BEGIN Extracted data

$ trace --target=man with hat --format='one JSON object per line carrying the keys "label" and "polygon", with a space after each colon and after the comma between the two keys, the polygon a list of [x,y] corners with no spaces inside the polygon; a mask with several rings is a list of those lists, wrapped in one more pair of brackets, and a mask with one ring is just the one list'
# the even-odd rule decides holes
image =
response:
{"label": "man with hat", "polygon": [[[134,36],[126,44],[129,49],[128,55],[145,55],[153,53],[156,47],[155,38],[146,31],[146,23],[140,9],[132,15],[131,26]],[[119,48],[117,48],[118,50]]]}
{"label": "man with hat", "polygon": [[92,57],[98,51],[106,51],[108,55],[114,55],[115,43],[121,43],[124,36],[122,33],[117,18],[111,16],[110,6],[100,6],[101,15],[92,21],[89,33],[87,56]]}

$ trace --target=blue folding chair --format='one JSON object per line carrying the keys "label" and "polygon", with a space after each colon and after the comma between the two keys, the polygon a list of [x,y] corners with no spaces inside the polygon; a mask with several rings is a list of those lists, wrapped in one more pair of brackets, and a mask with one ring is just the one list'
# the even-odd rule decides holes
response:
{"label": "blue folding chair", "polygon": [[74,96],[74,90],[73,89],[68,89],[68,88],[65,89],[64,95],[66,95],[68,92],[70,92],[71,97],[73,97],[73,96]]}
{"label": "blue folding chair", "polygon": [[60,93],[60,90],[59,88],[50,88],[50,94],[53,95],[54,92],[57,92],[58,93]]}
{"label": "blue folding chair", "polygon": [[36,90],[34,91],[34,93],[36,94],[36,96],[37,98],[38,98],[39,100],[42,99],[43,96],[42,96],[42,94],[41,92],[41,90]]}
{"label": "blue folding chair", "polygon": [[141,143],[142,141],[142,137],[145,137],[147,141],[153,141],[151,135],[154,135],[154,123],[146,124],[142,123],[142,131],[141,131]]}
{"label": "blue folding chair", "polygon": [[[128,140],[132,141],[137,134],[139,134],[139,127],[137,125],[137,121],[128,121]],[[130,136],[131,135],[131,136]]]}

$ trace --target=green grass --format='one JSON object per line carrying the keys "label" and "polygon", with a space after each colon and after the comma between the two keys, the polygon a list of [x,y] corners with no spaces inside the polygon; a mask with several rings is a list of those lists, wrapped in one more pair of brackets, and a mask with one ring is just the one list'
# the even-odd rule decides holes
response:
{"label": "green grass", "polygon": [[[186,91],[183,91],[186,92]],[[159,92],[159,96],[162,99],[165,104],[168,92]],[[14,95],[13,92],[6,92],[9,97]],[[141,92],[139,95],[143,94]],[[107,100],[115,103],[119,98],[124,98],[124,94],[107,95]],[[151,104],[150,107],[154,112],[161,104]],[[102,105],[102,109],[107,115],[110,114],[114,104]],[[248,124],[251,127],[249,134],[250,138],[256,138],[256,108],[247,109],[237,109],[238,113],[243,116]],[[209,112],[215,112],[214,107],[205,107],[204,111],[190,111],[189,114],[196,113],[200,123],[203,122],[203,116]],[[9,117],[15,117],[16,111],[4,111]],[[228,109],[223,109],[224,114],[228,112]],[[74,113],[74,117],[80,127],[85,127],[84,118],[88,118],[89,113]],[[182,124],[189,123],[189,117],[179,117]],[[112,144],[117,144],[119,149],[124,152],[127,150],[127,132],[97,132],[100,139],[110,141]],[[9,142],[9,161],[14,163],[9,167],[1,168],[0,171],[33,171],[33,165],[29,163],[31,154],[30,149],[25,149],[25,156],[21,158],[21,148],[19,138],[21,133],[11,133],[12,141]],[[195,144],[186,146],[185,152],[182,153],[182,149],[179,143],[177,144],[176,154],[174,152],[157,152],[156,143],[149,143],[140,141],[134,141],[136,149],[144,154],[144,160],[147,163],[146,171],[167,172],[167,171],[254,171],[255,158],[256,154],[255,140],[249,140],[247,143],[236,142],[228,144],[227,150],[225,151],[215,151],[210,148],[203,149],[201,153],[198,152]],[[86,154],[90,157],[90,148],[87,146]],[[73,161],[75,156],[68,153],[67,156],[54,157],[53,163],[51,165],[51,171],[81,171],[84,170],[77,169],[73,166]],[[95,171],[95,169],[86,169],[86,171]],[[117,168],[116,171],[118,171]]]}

END Extracted data

▸ Aim
Filter the material above and copy out each line in which the string "blue" appears.

▸ Solution to this task
$ trace --target=blue folding chair --format='one JSON object per line carrying the keys "label" and "polygon", with a space after each colon and after the comma between the two keys, the polygon a list of [x,y] corners with no spaces inside the polygon; a mask with several rings is a list of those lists, wrapped in one more pair of brackets, and a mask with one ring is just the one list'
{"label": "blue folding chair", "polygon": [[74,96],[74,90],[73,89],[68,89],[68,88],[65,89],[64,95],[66,95],[68,92],[70,92],[71,97],[73,97],[73,96]]}
{"label": "blue folding chair", "polygon": [[60,93],[60,90],[59,88],[50,88],[50,94],[53,95],[54,92],[57,92],[58,93]]}
{"label": "blue folding chair", "polygon": [[36,90],[34,91],[34,93],[36,94],[36,96],[37,98],[38,98],[39,100],[42,99],[43,96],[42,96],[42,94],[41,92],[41,90]]}
{"label": "blue folding chair", "polygon": [[141,143],[142,141],[142,137],[145,137],[147,141],[153,141],[151,135],[154,135],[154,123],[146,124],[142,123],[142,131],[141,131]]}
{"label": "blue folding chair", "polygon": [[[128,140],[132,141],[137,134],[139,134],[139,127],[137,125],[137,121],[128,121]],[[130,136],[131,135],[131,136]]]}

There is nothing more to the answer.